### THE PROBLEM
Reproduce every record precisely, leaving no line out.

### Stored items
────────────────
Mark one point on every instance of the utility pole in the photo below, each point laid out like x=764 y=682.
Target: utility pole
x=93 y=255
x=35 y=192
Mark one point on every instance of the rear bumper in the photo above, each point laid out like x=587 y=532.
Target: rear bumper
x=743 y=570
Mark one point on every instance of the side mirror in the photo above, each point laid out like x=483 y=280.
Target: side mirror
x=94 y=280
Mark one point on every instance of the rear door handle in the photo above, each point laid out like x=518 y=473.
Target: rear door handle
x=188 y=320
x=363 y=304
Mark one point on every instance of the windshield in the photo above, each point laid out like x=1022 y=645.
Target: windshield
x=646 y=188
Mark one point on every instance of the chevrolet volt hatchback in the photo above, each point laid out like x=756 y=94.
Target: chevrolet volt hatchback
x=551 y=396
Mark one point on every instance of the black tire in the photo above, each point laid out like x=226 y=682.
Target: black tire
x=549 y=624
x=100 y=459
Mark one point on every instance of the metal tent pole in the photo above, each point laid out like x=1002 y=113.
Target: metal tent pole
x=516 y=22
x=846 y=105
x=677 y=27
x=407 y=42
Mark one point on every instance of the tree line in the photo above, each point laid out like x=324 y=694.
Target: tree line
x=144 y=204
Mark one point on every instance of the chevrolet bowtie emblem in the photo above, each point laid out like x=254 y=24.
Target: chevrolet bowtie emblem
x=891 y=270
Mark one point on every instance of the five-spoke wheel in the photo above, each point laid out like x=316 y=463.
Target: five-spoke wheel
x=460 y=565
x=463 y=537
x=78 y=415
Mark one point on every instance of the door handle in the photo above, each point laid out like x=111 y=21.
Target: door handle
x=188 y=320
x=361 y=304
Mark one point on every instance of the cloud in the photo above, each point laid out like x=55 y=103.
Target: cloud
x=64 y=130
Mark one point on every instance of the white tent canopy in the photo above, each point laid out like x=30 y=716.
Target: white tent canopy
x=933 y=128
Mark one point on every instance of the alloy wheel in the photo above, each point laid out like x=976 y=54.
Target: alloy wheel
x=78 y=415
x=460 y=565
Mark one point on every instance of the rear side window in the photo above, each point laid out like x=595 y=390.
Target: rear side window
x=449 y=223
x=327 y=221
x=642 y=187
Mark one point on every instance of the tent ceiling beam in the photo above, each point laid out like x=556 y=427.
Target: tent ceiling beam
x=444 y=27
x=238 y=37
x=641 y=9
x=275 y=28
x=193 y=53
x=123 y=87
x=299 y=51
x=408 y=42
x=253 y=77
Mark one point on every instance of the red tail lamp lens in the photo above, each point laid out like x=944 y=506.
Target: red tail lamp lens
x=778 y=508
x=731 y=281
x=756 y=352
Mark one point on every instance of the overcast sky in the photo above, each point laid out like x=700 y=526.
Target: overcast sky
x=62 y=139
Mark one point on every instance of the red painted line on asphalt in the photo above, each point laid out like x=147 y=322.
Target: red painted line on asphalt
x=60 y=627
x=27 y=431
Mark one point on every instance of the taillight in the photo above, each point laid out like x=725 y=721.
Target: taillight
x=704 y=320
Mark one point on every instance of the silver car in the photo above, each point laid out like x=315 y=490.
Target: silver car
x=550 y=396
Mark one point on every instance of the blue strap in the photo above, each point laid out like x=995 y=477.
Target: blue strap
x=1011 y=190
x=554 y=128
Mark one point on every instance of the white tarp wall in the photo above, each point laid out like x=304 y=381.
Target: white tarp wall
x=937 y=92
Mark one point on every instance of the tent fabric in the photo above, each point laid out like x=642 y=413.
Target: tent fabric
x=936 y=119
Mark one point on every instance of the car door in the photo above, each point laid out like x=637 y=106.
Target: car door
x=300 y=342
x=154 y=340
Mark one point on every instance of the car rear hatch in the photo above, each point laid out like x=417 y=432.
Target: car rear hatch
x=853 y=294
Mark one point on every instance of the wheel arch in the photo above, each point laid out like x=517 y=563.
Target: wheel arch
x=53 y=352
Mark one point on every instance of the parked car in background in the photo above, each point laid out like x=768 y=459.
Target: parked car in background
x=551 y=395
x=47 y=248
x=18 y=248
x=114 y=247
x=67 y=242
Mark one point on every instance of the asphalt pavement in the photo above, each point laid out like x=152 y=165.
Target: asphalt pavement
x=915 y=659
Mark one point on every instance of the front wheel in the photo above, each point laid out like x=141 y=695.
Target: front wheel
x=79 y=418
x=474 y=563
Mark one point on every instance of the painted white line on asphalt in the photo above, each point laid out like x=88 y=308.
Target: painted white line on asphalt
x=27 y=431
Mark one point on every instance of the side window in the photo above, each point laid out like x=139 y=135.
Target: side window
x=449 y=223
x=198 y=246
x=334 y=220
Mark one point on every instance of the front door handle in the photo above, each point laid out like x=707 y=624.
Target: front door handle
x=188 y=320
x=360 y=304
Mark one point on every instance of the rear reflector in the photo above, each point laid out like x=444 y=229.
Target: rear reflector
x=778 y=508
────────────────
### OUTPUT
Mark one point on every instance of the utility pole in the photo below, each point laid out like x=764 y=682.
Target: utility pole
x=93 y=255
x=35 y=192
Mark one point on every instance of the rear bumper in the photo above, each point laid out like x=587 y=532.
Target: rear bumper
x=743 y=570
Mark one point on every instance of the side mirror in the photo above, each point laid out like x=483 y=280.
Target: side mirror
x=94 y=280
Mark one point on every instance of the rear door handle in the photo above, each point laid out like x=518 y=473.
Target: rear door handle
x=188 y=320
x=363 y=304
Mark one point on every instance of the windshield in the photo above, each point laid out like x=1022 y=645.
Target: windshield
x=646 y=188
Mark one point on every instance of the chevrolet volt hatchback in the photo above, each point laid out like x=756 y=94.
Target: chevrolet volt hatchback
x=551 y=396
Mark one point on every instance of the black tire in the photo above, each point laid out like x=226 y=682.
Target: black tire
x=549 y=624
x=100 y=459
Mark one point on every instance of the metal tent pole in the photo above, each point laid out like x=1002 y=113.
Target: metal tent pole
x=516 y=22
x=846 y=105
x=677 y=27
x=407 y=42
Mark one point on every instance of the tree line in the photo above, each point laid out like x=324 y=694.
Target: tree line
x=144 y=204
Mark one point on every instance of the chevrolet bowtie emblem in the photo above, each point laid out like x=254 y=24.
Target: chevrolet bowtie emblem
x=891 y=270
Mark one point on every instance of the five-spoke wheel in the photo above, each point laid out like x=316 y=463.
Target: five-spoke wheel
x=460 y=565
x=463 y=537
x=78 y=415
Mark one point on every instance of the door handle in the photo above, each point laid out like x=111 y=21.
Target: door handle
x=188 y=320
x=361 y=304
Mark one point on every instance of the cloud in the photo above, each point laid out like x=55 y=103.
Target: cloud
x=64 y=130
Mark one point on every instance of the white tent canopy in the photo above, each point laid out like x=30 y=716.
Target: white tent canopy
x=933 y=128
Mark one point on every instance of the alloy wheel in the photo above, each point laid out like x=976 y=54.
Target: alloy wheel
x=78 y=415
x=460 y=565
Mark one point on every instance of the rear side window in the photo above, each point laid out like x=595 y=390.
Target: rear side window
x=449 y=223
x=327 y=221
x=642 y=187
Mark one point on every instance of the tent ceiling beam in the photo above, each point laid out like x=556 y=427.
Target: tent ceiling beam
x=444 y=27
x=238 y=37
x=641 y=9
x=275 y=28
x=193 y=53
x=123 y=87
x=299 y=51
x=408 y=42
x=253 y=77
Mark one point on every instance of the red tail lamp lens in the photo above, each point laid out like x=944 y=506.
Target: red tail lamp lens
x=778 y=508
x=731 y=281
x=756 y=352
Mark one point on every instance of the overcast sky in the photo above, each point laid out like x=700 y=526.
Target: overcast sky
x=62 y=139
Mark one point on every instance of the red painted line on asphalt in the photo above, each point laid out like x=147 y=322.
Target: red painted line on asphalt
x=60 y=627
x=27 y=431
Mark one point on every instance of the taillight in the photo above, each point laid out like x=725 y=721.
Target: taillight
x=704 y=320
Mark one point on every instance of the silver car in the photo above, each point laid out like x=315 y=490.
Target: silver car
x=550 y=396
Mark one point on every instance of the blue strap in the photo above, each point laid out like x=995 y=477.
Target: blue strap
x=1011 y=190
x=554 y=128
Mark one point on every instance of the white tarp wall in the photo above, each point laid out like x=304 y=381.
Target: white tarp wall
x=937 y=92
Mark one point on every instance of the tent fabric in the photo above, each point laid out like x=642 y=413.
Target: tent fabric
x=936 y=119
Mark one point on every instance of the car door in the photo above, each point laid out like x=637 y=106.
Target: car door
x=300 y=342
x=154 y=340
Mark one point on every instance of the car rear hatch in the photo above, each point laid out like x=417 y=432.
Target: car rear hatch
x=853 y=294
Mark one point on every instance of the wheel arch in the photo above, each point laid out like x=517 y=563.
Target: wheel arch
x=53 y=352
Mark one point on every instance of the parked car in background in the photo above, each point laid out like x=768 y=459.
Target: parked car in background
x=551 y=395
x=47 y=248
x=18 y=248
x=114 y=247
x=67 y=242
Mark one point on every instance of the asphalt pavement in the photo above, each point laid out like x=152 y=165.
Target: asphalt pavement
x=915 y=659
Mark one point on every instance of the front wheel in the photo above, each point laid out like x=141 y=695.
Target: front wheel
x=79 y=418
x=474 y=563
Mark one point on every instance of the painted white line on asphalt in the photo above, each point laid out like x=88 y=308.
Target: painted white line on asphalt
x=27 y=431
Mark one point on every instance of the side window in the photo above, each point laid out like x=139 y=135.
Target: side window
x=449 y=223
x=198 y=246
x=334 y=220
Mark one point on every instance of the front door handle in the photo above, each point laid out like x=707 y=624.
Target: front door handle
x=188 y=320
x=360 y=304
Mark one point on every instance of the rear reflector in the photo above, each point laid out like x=444 y=229.
Target: rear reflector
x=778 y=508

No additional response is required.